▸ **Short exercise**:
Render the stretch of lines from the one containing "of the jersey" through the one containing "[[285, 162]]", both included, as a Markdown table with the columns Row and Line. Number each row, omit any blank lines, and include no other lines.

Location labeling records:
— START —

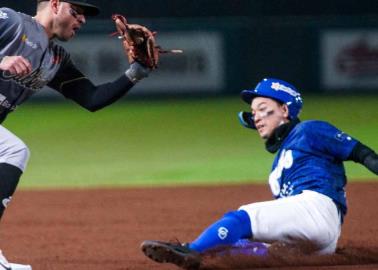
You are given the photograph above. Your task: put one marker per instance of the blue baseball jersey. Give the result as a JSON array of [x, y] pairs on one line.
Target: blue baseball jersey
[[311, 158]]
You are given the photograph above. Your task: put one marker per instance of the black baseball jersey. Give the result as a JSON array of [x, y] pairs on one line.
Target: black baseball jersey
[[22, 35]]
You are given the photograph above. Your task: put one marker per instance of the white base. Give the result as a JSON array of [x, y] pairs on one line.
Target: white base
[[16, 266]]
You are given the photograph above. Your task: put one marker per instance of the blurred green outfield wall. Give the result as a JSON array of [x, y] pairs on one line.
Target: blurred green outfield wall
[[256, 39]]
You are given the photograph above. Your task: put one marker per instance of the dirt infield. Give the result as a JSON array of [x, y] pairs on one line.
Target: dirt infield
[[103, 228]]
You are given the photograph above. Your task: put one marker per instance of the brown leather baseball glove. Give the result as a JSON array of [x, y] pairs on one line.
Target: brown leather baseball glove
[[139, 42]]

— END —
— START —

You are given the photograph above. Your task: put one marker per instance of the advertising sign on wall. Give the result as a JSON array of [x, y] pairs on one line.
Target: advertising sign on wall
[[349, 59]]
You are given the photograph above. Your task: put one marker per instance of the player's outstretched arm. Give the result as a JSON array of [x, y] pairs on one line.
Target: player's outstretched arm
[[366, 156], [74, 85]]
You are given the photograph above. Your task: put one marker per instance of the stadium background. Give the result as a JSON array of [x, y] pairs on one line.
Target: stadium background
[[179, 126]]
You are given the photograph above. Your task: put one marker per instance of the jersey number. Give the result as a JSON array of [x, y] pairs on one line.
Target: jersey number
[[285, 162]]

— END —

▸ **Exercise solution**:
| Row | Line |
|---|---|
| 1 | You are given the photograph above. Your task: put one marker per instance of the jersey number. Give the result as a JSON array of [x, y] pairs on one line. |
| 2 | Target: jersey number |
| 3 | [[285, 162]] |